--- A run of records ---
··········
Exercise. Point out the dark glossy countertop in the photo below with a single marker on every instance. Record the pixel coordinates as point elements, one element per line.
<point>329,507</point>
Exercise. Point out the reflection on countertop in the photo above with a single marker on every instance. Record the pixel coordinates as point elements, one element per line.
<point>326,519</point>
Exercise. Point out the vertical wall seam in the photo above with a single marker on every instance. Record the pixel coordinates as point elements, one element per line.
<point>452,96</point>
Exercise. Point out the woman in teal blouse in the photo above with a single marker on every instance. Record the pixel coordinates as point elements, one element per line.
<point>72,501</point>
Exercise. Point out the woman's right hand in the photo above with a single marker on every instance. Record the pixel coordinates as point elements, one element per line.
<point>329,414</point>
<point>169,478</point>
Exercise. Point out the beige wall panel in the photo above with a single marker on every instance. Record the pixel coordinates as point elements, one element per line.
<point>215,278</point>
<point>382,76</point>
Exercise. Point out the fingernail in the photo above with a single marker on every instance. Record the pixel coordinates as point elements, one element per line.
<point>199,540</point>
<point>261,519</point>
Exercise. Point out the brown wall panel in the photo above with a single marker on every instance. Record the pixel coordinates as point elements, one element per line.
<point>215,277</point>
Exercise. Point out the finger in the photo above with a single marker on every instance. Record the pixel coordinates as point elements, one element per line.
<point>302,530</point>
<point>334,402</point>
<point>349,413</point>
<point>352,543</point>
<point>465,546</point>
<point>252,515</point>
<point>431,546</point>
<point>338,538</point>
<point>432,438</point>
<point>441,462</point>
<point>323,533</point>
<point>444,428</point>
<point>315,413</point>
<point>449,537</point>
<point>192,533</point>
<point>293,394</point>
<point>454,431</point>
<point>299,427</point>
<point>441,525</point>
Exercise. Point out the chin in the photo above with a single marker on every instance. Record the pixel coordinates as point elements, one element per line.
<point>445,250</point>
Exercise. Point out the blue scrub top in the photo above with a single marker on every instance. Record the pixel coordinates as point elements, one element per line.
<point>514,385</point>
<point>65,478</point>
··········
Please reproduce every one of the rows above, line by line, without changing a single character.

Exercise. Point out the dark glossy countertop in the photo below with a single marker on every instance. Record the pixel coordinates as point elements, one element per line.
<point>329,507</point>
Exercise. Point out the reflection on countertop in the photo above with a single marker on every instance. Record the pixel coordinates as point elements, one element per line.
<point>326,519</point>
Exercise. Point out the vertical wall seam in the photo above with a single marker on every instance. Record the pixel coordinates as point elements, one element per line.
<point>452,96</point>
Exercise. Point out the woman in teal blouse in the photo above with a single marker on every instance. Record the pixel coordinates as point elements, one element per line.
<point>72,501</point>
Exercise. Point out the woman's right hand in the photo above with a single marker on every instance. Record the pixel coordinates as point elements, one element per line.
<point>329,414</point>
<point>169,478</point>
Exercise. Point out the beige wall panel in the photo above with a single marker on every instance. Record the pixel coordinates as point elements, one element per line.
<point>215,278</point>
<point>382,76</point>
Exercise. Point out the fingernail in the photo above with a single marker on every instance. Record the pixel coordinates as point elements, one element per line.
<point>199,540</point>
<point>261,519</point>
Exercise. Point out the brown wall panel in the photo above with a single marker on every instance. Record the pixel coordinates as point elements, one element per line.
<point>215,277</point>
Exercise. Point out the finger in the photo above with a single marker on every instance. Record the pixel coordinates as point elements, one element per line.
<point>302,530</point>
<point>334,402</point>
<point>349,413</point>
<point>352,543</point>
<point>465,546</point>
<point>252,515</point>
<point>431,546</point>
<point>338,538</point>
<point>432,438</point>
<point>441,462</point>
<point>323,533</point>
<point>444,428</point>
<point>315,413</point>
<point>449,537</point>
<point>192,533</point>
<point>293,394</point>
<point>454,431</point>
<point>299,427</point>
<point>441,525</point>
Exercise. Point out the chin in the photo above with a single marker on every instance. Record the pixel coordinates as point elements, one element per line.
<point>445,250</point>
Exercise. Point out the blue scrub top in the photo above with a single marker on every instance. Record the pixel coordinates as point elements, one element per line.
<point>514,385</point>
<point>65,478</point>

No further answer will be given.